Provided passage.
______________________________

---

1. What is hypothesis testing in statistics?

Hypothesis testing is a statistical method used to make decisions or inferences about a population based on sample data. It involves formulating a null and alternative hypothesis and using data to determine which is more likely.


---

2. What is the null hypothesis, and how does it differ from the alternative hypothesis?

Null hypothesis (H₀): A default claim that there is no effect or difference (e.g., "The mean is equal to X").

Alternative hypothesis (H₁ or Ha): A statement that contradicts the null (e.g., "The mean is not equal to X").
They are mutually exclusive.



---

3. What is the significance level in hypothesis testing, and why is it important?

The significance level (α) is the threshold for rejecting the null hypothesis, commonly set at 0.05. It represents the probability of making a Type I error—rejecting a true null hypothesis.


---

4. What does a P-value represent in hypothesis testing?

The P-value is the probability of obtaining results at least as extreme as those observed, assuming the null hypothesis is true.


---

5. How do you interpret the P-value in hypothesis testing?

If P-value ≤ α, reject the null hypothesis (evidence supports the alternative).

If P-value > α, fail to reject the null hypothesis (insufficient evidence).



---

6. What are Type 1 and Type 2 errors in hypothesis testing?

Type I error (α): Rejecting a true null hypothesis.

Type II error (β): Failing to reject a false null hypothesis.



---

7. What is the difference between a one-tailed and a two-tailed test in hypothesis testing?

One-tailed test: Tests for effect in one direction (e.g., greater than).

Two-tailed test: Tests for effect in both directions (e.g., not equal to).

______________________________

Extracted data.
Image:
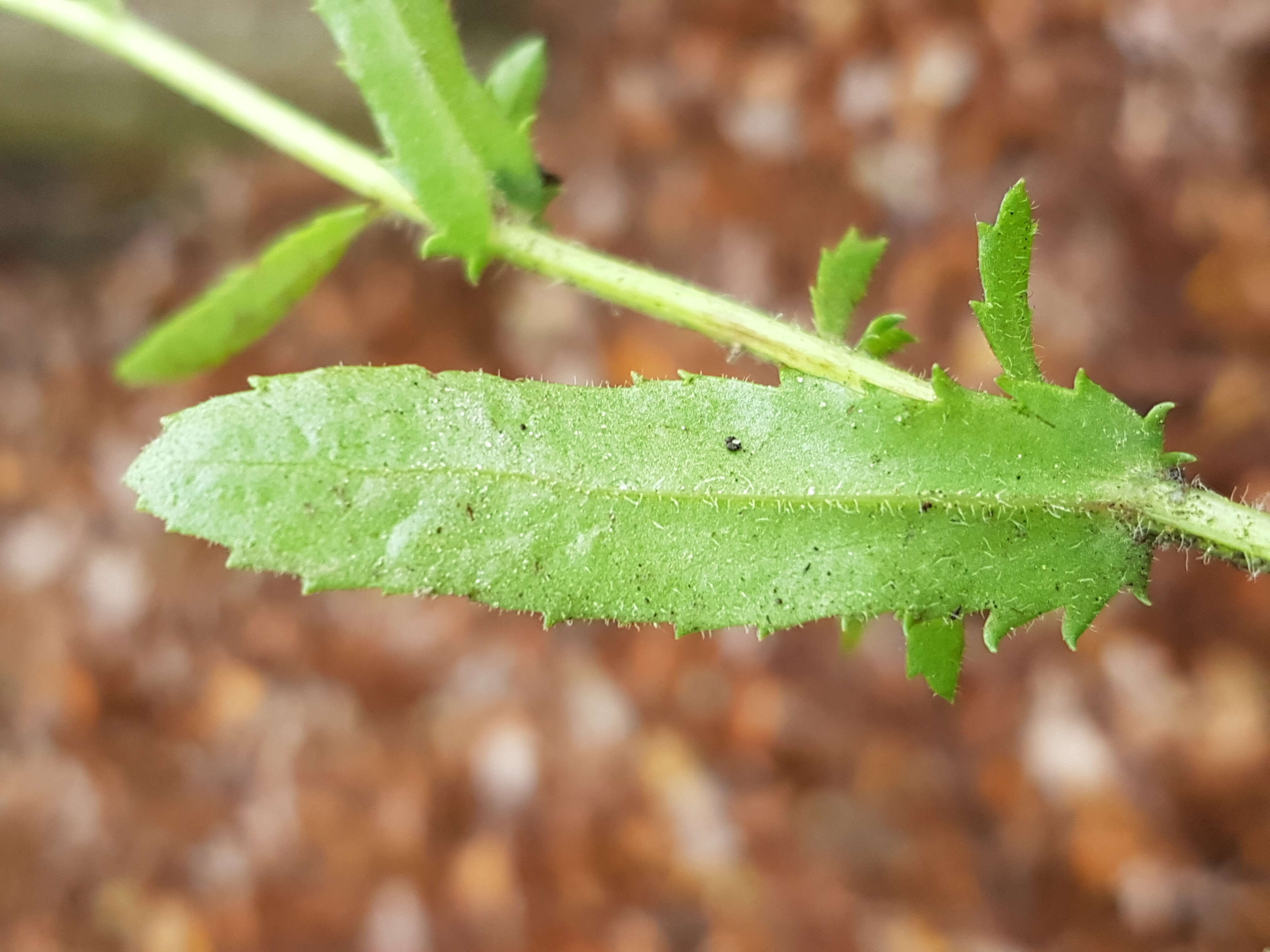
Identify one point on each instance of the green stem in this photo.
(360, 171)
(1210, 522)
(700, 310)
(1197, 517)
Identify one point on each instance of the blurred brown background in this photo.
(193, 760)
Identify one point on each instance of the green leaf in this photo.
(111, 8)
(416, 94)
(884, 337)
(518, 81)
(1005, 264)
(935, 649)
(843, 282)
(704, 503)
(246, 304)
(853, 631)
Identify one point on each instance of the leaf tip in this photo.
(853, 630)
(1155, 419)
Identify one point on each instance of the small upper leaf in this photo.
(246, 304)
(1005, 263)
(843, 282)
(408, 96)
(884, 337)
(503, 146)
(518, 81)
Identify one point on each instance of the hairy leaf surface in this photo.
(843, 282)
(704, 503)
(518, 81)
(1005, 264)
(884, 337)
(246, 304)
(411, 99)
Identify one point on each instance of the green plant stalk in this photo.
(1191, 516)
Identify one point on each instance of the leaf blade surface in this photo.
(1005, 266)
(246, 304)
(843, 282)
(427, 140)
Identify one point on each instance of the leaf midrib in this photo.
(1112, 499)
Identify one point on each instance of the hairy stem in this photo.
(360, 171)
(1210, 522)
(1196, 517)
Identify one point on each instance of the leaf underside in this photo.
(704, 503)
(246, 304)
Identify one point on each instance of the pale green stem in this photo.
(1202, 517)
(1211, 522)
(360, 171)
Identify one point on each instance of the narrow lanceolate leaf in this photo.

______________________________

Written exercise 1.
According to the hypothesis testing Q&A, what value is the significance level commonly set at?
Written exercise 2.
Write the next part of the hypothesis testing Q&A, picking up after its last line.

Result 1.
0.05

Result 2.
---

8. What is the Z-test, and when is it used in hypothesis testing?

A Z-test is used to test hypotheses about population means when the population variance is known and the sample size is large (n > 30).


---

9. How do you calculate the Z-score, and what does it represent in hypothesis testing?

Z = (X̄ - μ) / (σ / √n)
It shows how many standard deviations a sample mean is from the population mean under the null hypothesis.


---

10. What is the T-distribution, and when should it be used instead of the normal distribution?

The T-distribution is used when the sample size is small (n < 30) and the population standard deviation is unknown. It is similar to the normal distribution but has heavier tails.


---

11. What is the difference between a Z-test and a T-test?

Z-test: Known population variance and large sample size.

T-test: Unknown population variance and small sample size.



---

12. What is the T-test, and how is it used in hypothesis testing?

A T-test is used to compare sample means or a sample mean against a known value, especially with small sample sizes or unknown variance.


---

13. What is the relationship between Z-test and T-test in hypothesis testing?

Both test means, but a T-test is more general and applicable when population variance is unknown. As sample size increases, the T-distribution approaches the normal distribution, making T-tests converge to Z-tests.


---

14. What is a confidence interval, and how is it used to interpret statistical results?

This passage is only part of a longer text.